Excerpt to read:

+--

Mari 09-18-2011 07:50 PM

Quote:

Originally Posted by bizi (Post 806727)
can't believe that was 1974....wow


Bizi,


Wikipedia says that Jamison was born in 1946. She was 28 years old in 1974 and 65 now.

M

waves 09-19-2011 08:32 AM

sorry!!! clarifications!
 
Dear Mari

i see that my post was confusing in some areas. i apologize! :(

Quote:

Originally Posted by Mari (Post 806667)
My summary is that you find the
supportive / sounding board / availability more important than the other things like prescribing skills and CBT-type skills.

at the moment. because i feel like doodoo. long term i want someone who can help me learn how to mitigate and even prevent these states. i have done some work on my own but some pro input couldn't possibly hurt. to this end i need a tdoc with different orientation i think. CBT is very thinky therapy and i am not particularly looking for that either at this point. i am thinky enough as it is and if you yank on my thoughts... it can be the never ending story. i want someone like the T i had in California who worked with feelings through various channels, without trying to "translate" everything into a thought process. don't know what you've got till it's gone.

Quote:

Somehow I had not pictured a big main state psych clinic that requires travel. People on medicare here (our version of state care) usually go to local clinics. They often have a degree of choice of pdocs but not always. Partly that is because the clinics might be in small towns that have shortages of pdocs.

+--

Text-to-region grounding data

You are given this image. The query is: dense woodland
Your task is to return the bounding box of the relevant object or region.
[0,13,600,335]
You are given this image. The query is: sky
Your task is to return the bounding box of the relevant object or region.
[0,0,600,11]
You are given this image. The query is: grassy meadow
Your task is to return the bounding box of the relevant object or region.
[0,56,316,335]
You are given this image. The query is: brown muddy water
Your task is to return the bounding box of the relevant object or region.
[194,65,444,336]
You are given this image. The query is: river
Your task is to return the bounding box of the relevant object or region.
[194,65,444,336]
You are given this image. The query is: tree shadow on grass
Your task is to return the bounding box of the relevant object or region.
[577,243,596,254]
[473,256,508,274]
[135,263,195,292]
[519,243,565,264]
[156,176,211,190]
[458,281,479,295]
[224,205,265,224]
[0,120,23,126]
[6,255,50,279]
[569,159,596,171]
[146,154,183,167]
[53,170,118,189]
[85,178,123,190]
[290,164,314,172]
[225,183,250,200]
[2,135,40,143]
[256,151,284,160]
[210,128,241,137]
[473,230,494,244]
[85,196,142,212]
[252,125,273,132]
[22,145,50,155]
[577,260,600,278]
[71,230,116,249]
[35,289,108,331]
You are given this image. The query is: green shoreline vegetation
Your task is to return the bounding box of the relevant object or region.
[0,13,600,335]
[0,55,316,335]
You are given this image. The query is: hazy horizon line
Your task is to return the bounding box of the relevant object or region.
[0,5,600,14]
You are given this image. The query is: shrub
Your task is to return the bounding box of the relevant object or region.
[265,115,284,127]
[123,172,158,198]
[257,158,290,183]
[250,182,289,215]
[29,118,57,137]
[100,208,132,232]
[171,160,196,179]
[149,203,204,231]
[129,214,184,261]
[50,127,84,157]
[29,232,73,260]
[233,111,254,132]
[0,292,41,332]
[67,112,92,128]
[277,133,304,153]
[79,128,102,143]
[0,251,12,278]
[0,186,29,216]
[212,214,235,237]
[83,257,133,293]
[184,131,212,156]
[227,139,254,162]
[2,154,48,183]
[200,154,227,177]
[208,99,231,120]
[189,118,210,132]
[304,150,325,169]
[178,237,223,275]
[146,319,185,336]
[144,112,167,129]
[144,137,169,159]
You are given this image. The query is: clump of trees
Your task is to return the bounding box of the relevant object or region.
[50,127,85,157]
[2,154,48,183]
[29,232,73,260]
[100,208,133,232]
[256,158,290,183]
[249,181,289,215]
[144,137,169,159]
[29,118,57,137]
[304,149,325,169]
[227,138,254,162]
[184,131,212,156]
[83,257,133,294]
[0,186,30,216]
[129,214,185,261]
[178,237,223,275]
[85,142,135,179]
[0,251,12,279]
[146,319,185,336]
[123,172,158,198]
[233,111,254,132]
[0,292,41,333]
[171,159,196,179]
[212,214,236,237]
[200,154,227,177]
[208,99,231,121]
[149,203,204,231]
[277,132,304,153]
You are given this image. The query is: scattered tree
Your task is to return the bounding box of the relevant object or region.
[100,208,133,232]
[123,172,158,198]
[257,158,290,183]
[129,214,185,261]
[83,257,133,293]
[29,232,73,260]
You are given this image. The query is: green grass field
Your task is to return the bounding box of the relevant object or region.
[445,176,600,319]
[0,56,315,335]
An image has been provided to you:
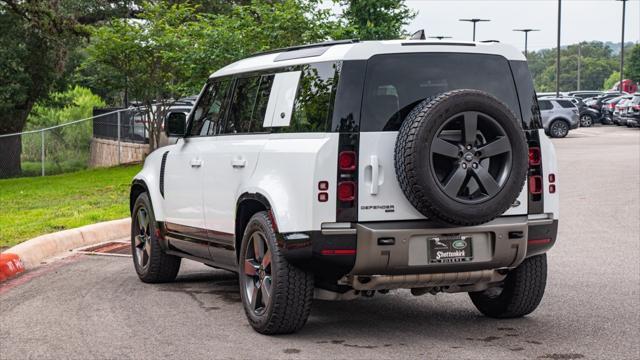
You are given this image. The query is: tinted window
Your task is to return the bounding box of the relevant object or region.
[189,79,231,136]
[224,76,260,134]
[538,100,553,110]
[509,61,542,129]
[249,74,275,132]
[361,53,520,131]
[278,63,337,132]
[556,100,576,108]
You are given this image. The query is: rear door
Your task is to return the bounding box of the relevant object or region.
[203,74,278,267]
[358,53,527,221]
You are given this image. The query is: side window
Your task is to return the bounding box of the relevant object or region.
[249,74,275,132]
[224,76,260,134]
[277,63,338,132]
[538,100,553,110]
[557,100,576,109]
[189,79,231,136]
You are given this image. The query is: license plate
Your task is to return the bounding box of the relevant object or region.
[429,236,473,263]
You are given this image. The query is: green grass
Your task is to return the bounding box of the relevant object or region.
[0,165,141,248]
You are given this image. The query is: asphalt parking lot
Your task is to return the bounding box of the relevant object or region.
[0,126,640,359]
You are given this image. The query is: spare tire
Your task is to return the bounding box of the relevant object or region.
[394,89,528,225]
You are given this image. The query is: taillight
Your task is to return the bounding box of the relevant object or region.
[338,151,356,171]
[529,147,542,166]
[529,175,542,195]
[335,133,360,223]
[338,181,356,202]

+--

The problem: Reproduce the forum thread word for word, starting at the words "Originally Posted by bizi" and stopping after "sorry!!! clarifications!".

Response to the task:
Originally Posted by bizi (Post 806727)
can't believe that was 1974....wow


Bizi,


Wikipedia says that Jamison was born in 1946. She was 28 years old in 1974 and 65 now.

M

waves 09-19-2011 08:32 AM

sorry!!! clarifications!